- _TASK REQUIREMENTS_: Using the entries below, show all lines with the string "pink".
════
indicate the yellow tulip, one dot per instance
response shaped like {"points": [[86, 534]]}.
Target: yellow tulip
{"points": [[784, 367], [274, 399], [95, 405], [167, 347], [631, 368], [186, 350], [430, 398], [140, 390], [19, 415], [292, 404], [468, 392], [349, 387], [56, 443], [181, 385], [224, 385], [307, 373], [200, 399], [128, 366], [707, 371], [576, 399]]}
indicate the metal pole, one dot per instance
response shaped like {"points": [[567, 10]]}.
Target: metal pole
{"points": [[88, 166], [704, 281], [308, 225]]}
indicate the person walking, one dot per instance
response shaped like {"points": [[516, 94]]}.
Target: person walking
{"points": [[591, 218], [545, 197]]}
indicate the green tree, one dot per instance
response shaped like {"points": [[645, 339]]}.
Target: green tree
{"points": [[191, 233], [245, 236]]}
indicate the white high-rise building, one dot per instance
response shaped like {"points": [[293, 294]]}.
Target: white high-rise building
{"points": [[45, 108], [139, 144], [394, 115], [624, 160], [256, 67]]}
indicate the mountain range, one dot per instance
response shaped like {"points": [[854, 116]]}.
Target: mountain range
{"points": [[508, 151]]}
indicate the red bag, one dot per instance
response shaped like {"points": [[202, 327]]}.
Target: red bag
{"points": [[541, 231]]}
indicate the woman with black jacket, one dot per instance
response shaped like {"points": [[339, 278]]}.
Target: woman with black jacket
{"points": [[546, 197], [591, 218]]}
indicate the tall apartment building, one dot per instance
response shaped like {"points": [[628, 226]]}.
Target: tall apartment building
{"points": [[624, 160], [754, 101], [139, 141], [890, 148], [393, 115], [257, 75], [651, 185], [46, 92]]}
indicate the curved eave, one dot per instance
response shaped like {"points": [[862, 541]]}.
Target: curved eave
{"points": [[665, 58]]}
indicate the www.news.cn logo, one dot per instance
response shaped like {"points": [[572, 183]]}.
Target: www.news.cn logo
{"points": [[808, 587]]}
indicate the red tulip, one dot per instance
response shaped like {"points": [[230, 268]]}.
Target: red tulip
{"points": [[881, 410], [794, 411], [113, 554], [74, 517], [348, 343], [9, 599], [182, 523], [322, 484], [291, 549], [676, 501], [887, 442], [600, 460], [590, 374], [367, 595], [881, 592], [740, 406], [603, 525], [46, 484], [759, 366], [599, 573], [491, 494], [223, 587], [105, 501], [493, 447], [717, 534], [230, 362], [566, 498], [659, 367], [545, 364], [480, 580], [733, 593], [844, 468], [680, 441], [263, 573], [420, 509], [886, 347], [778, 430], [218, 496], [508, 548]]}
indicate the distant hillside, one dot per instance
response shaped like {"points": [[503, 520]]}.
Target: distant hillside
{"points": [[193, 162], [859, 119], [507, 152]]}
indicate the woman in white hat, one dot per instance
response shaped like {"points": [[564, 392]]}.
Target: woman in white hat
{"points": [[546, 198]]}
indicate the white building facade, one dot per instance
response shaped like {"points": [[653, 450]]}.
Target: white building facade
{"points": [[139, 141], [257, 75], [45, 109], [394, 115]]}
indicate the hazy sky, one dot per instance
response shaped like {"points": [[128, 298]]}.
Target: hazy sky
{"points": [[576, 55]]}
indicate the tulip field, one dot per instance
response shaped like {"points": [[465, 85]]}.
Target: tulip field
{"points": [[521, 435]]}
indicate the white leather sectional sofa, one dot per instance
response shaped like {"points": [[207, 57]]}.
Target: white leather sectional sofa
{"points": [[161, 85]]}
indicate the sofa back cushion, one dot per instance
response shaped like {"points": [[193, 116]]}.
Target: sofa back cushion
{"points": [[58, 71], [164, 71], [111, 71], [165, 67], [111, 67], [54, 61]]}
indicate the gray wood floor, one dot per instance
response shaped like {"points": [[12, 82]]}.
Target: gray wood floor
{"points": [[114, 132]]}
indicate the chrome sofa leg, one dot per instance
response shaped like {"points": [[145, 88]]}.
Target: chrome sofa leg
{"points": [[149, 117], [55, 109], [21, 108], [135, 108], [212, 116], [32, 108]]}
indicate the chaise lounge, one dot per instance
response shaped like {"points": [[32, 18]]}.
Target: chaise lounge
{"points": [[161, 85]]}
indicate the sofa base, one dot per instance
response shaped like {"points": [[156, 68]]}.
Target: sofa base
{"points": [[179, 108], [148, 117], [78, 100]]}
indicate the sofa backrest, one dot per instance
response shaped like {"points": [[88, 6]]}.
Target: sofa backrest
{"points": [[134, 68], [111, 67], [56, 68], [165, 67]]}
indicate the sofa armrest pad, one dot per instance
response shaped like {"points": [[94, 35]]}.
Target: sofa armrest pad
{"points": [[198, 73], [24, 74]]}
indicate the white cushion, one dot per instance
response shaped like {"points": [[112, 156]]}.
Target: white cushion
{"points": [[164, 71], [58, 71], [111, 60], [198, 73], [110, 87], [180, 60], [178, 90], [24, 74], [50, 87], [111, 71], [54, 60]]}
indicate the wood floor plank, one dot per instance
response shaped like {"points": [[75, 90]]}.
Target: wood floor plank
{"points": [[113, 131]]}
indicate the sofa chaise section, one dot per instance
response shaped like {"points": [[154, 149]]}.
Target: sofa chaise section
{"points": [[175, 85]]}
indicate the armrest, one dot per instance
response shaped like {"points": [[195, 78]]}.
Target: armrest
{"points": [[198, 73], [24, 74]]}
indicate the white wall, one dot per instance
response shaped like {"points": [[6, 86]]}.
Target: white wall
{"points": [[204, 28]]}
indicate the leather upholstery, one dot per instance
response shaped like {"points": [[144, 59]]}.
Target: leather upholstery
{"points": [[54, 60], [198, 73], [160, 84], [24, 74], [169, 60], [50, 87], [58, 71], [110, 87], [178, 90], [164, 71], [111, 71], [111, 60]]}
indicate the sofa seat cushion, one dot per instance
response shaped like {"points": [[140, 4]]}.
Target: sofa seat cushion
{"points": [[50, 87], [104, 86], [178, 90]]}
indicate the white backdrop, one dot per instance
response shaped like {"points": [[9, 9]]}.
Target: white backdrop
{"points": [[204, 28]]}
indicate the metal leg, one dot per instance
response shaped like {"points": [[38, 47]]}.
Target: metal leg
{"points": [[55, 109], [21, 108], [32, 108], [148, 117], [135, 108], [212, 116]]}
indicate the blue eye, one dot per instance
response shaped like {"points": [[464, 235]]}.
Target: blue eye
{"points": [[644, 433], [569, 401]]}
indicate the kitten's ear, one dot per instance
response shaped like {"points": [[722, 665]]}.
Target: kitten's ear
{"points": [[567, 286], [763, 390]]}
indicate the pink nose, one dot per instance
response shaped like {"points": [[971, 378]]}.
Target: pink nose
════
- _ANSWER SPACE_:
indicate the pink nose, one dot per instance
Target: pink nose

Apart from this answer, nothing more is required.